-- Extract to read start --

Bob:  Rick, the heart for the orphan—where did it come from? 

Rick:  Yes; I shared earlier in the session—those of you guys who were in that—about my crisis ten years ago where God kind of beat me up and said, “You are totally missing this issue.”  God got my attention.  You can’t travel the world as much as I have and not care about orphans because, if you go to all the places I’ve been, it’s the primary issue!  Whoever gets to these kids first is going to win their hearts and minds. 

Now, Kay and I have not adopted—simply, the fact—we would absolutely love to—but our lifestyle.  I’m on the road all the time, and she’s on the road all the time.  However, I’m in the lives of literally, maybe, 50 kids in this church.  I genuinely love children.  I’m in their lives all the time; and a lot of kids whose dad is not in the picture, I’m there.  I’m there for those kids.  I love kids.  

This weekend—I do this every weekend that I’m not preaching.  When I’m not preaching, I walk the Sunday school classes.  I want my kids in this church to know me.  Papa Rick, or Pastor Rick—there’ll be 3,000 kids on this campus this weekend.  I will hug maybe a fourth of them; okay?  When I hug a kid, I go, “I wonder how long that hug has got to last that kid.” 

Dennis:  Yes.

Rick:  I’ve had people tell me—grownups say, “You know, Rick, the only physical affection I get is at church.”  I’ve thought about going into full-time Christian hugging.  [Laughter]  But the truth is—if I was not a senior pastor, I’d been a children’s pastor because I genuinely learn so much from kids.  I love being around them.  They are the single greatest thing to teach you humility and unselfishness.  They keep you real. 

Bob:  Rick, I’ve got a hypothesis that I want to try out on you and see if you agree.  It seems to me, that within the church, if somebody is going to have a heart for the orphan, it’s more likely to be a woman than a man.  You think that’s right? 


Rick:  Only because we haven’t gotten the message to men.  I think if men understood this simple fact:  Right, now, in America, 25 percent of all white kids grow up without the presence of the dad in their home—25 percent.  Fifty percent of all Hispanic kids grow up in America without the presence of the dad in their home.  Seventy-five percent of all African American kids grow up in America without the presence of the dad in the home. 

That is a disaster waiting to happen—the identity crisis of kids because they don’t have a male figure.  I will say this, too.  Studies have shown that the number one predictor for whether a kid makes it in life is the presence of a caring adult in that child’s life.  It doesn’t have to be a parent, but it has to be somebody who cares.  So, I think we have to rally men—not just for adoption—but for every kind of thing to involve them in the lives of kids who don’t have a male model in their lives.

-- Extract to read end --

* [Instruction A]: Revise the records by replacing "drywall column" with "support pillar" and keeping all other text unchanged. Leave the picture out of your answer.

-- Material shown start --

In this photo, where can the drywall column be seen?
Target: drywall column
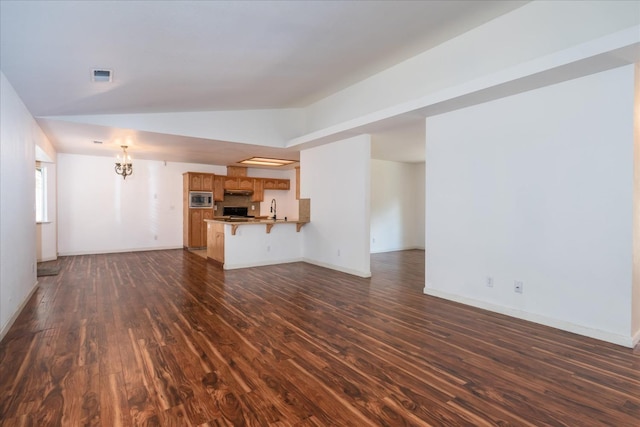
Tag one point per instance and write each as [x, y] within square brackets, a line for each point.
[635, 294]
[538, 188]
[337, 179]
[19, 135]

-- Material shown end --

* [Instruction B]:
Answer these questions about the conversation on orphans:
(i) How many kids does Rick say will be on the campus this weekend?
(ii) According to Rick, what percentage of Hispanic kids in America grow up without the dad in the home?
(iii) What does Rick say studies have shown is the number one predictor of whether a kid makes it in life?

* [Worked solution A]:
In this photo, where can the support pillar be seen?
Target: support pillar
Tag one point per instance and write each as [x, y] within square brackets, a line for each point.
[635, 294]
[538, 188]
[337, 179]
[19, 135]

* [Worked solution B]:
(i) 3,000 kids.
(ii) Fifty percent.
(iii) The presence of a caring adult in that child's life.